ПРИВЕДЁННЫЙ ОТРЫВОК -
Самое сложное в этой книге - инициация, то есть «Пересидеть развалины», первый, самый сложный и длинный текст (чем дальше в сборник, тем повествования будут короче), к которому трудно приноровиться и совпасть в скорости восприятия.
В этом повествовании, конечно, есть набор антропоморфных персонажей, вроде Глории и Мориса, сидящих с видом на провал натюрморт, но все эти подвижные сущности даже не скрывают своей условности; они непредсказуемы и хотя психологичны, лишены психологии.
Выбрав для дебюта именно «За мной следят дым и песок» (2016), состоящий из восьми «треков» (иногда книги Кокошко напоминают мне компакт-диски инди-исполнительниц) я-то решил зайти с «прозы», все еще не лишенной признаков сюжетности (при перелистывании видны диалоги да имена собственные), но оказалось, что ткнул пальцем в небо, угодив в самую густоту.
На 56 страниц сплошного спотыкача и постоянных замедлений, у меня ушла неделя, хотя уже «Благосклонность шума и пирамид», второе повествование сборника, занимающая 44 страницы, оказалась проглоченной за два или три (смотря как ночь до и после полуночи считать) дня.
В нем вроде тоже есть тени персонажных сущностей, вроде Переводчика, переводящего «сквозь хищное, хваткое, умонепостижимое, шквальное чрево города» и Павла Амалика, «архивариуса учебного заведения, подхватившего острый позыв, почин ангела или раскованный совет дьявола», постоянно меняющий функционал, имя и, что ли, облик, никак особо доступности и внятности повествованию не добавляющие.
На следующий «Список гостей» у меня и вовсе ушел один присест, хотя он немногим меньше «Благосклонности шума и пирамид». Но внятно и очевидно устроен - в нем девять глав и семь персонажей (две последние главки выполняют роль зонтичных обобщений) из разных времен и дискурсивных прорех, связанных, как и предыдущий текст, с темой студенчества и преподавательства в высших учебных заведениях.
На каждого гостя уходит одна главка знакомства, ага, понятно, стало легче, идем дальше: принцип "портретная галерея".
Дело здесь, вероятно, в разнородной структуре всех этих опусов, раз уж «Пересидеть развалины» вообще не членим и идет единым куском.
В нем, зато, есть итоговое стихотворение, выполняющее роль либретто или же финального монолога.
Ретроспективно вычитать в нем сюжет только что прочитанного нереально, зато возникает ощущение (ошибочное), что гештальт закрыт.
Кстати, этот прием "стихотворной коды" повторяется и в конце книге - «Некто YY», последний текст книги тоже ведь строфически опознается как набор поэтических строф.
Впрочем, разной длины и рифмы встречаются в нем тоже не регулярно - вот как орешки в щербете.
В «Благосклонности шума и пирамид» (отметим разомкнутую бинарную оппозицию в названии, словно бы буквализирующую сравнение «шершавого» и «холодного») три части, обнуляющих друг дружку. Но у читателя возникает хоть какая-то возможность цепляться за фактуру и сравнивать разные части произведения, отыскивая в них следы и тени лейтмотивов.
В этом смысле, «Список гостей» с цифрами глав возбуждает чувство привычной усталости и узнавания «традиционного» чтения, в котором любые цифры (в названиях глав или в указании страниц) маркируют необратимость причинно-следственных связей и накопление опыта чтения конкретного сборника.

ЧТО СДЕЛАТЬ -
(A) Замените «dark hair» на «black hair» в части листинга от строки с «is woman's arm.» до конца листинга включительно. Приведите эту часть целиком, ничего больше не меняя.
(B) Продолжите отрывок о сборнике «За мной следят дым и песок», начав сразу после его последнего предложения.

[Некоторые записи]
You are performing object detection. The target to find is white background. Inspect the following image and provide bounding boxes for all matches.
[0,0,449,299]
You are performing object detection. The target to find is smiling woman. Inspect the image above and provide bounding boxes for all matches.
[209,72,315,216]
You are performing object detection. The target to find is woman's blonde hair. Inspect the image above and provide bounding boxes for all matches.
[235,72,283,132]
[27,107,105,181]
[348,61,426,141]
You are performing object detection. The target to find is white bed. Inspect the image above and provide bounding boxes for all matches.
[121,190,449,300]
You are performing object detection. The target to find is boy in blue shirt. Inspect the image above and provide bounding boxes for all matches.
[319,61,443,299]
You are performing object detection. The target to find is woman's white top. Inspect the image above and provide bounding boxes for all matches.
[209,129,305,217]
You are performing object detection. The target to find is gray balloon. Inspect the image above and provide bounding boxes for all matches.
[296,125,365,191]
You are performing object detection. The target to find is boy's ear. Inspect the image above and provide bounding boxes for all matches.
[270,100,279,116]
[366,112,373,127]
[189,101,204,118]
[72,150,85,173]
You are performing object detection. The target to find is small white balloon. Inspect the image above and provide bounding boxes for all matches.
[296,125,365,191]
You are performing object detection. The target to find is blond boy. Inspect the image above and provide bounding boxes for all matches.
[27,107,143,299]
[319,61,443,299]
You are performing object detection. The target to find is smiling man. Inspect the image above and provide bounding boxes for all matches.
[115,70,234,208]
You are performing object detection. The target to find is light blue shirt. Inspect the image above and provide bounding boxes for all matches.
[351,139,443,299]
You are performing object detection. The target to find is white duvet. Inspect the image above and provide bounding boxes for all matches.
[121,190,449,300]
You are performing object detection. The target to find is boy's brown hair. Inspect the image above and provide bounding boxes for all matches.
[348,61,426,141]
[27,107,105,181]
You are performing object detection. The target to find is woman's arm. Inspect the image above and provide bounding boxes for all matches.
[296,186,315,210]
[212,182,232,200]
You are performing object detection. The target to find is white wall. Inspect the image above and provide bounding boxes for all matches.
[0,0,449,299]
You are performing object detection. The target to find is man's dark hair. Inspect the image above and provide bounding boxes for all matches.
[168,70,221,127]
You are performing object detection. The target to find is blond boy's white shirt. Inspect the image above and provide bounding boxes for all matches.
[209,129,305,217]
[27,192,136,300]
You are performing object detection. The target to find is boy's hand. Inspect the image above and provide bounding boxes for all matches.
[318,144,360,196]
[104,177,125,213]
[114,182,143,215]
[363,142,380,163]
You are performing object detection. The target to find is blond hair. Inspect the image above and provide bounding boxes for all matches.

РЕЗУЛЬТАТЫ ПО ЗАДАНИЯМ -
(A)
You are performing object detection. The target to find is woman's arm. Inspect the image above and provide bounding boxes for all matches.
[296,186,315,210]
[212,182,232,200]
You are performing object detection. The target to find is white wall. Inspect the image above and provide bounding boxes for all matches.
[0,0,449,299]
You are performing object detection. The target to find is man's black hair. Inspect the image above and provide bounding boxes for all matches.
[168,70,221,127]
You are performing object detection. The target to find is blond boy's white shirt. Inspect the image above and provide bounding boxes for all matches.
[209,129,305,217]
[27,192,136,300]
You are performing object detection. The target to find is boy's hand. Inspect the image above and provide bounding boxes for all matches.
[318,144,360,196]
[104,177,125,213]
[114,182,143,215]
[363,142,380,163]
You are performing object detection. The target to find is blond hair. Inspect the image above and provide bounding boxes for all matches.

(B)
Со временем в любой книге обустраиваешься как в доме, поставив нынешнее сочинение на одну из бесконечных полок сознания, то есть, найдя ей ярлык, чтоб перестать беспокоиться и начать жить с книгой уже параллельно, а не перпендикулярно, как в самом начале, когда не понимаешь, что это вообще за изощренное издевательство-то такое…
Чтение есть примеривание и перебор ключей: однажды один из них обязательно подойдет, дверца и откроется.
В книге Юрия Коваля «Самая легкая в мире лодка», если я не путаю, так как не перечитывал с того самого времени, когда увидел этот текст в журнале «Пионер» (поначалу он сильно раздражал меня «неорганизованностью») есть эпизод о том, как рассказчик приучает себя к лисьему змеиному яду.
Дает укусить свою руку гадюке (или кобре?), чтобы затем, месяц практически мучиться, от последствий, оставивших шрам (боли, судорог, зашкаливающих температур). После чего вновь подставляет руку хищнице и болеет уже две недели. Третий раз кинув невод в поле морское после укуса змеи на руке у рассказчика выступает небольшое покраснение и только.
Краснота быстро проходит.
Книга Коваля оставила смутные воспоминания поисков лица, но его ядовитый тренинг на сложности (тяжело в подходах - легко в быту) остался со мной навсегда, став формообразующим (не всегда осознаваемым принципом) многих моих практик.
Не только творческих.
После третьего текста «За мной следят дым и песок» пошли под горку и версты считать я уже перестал.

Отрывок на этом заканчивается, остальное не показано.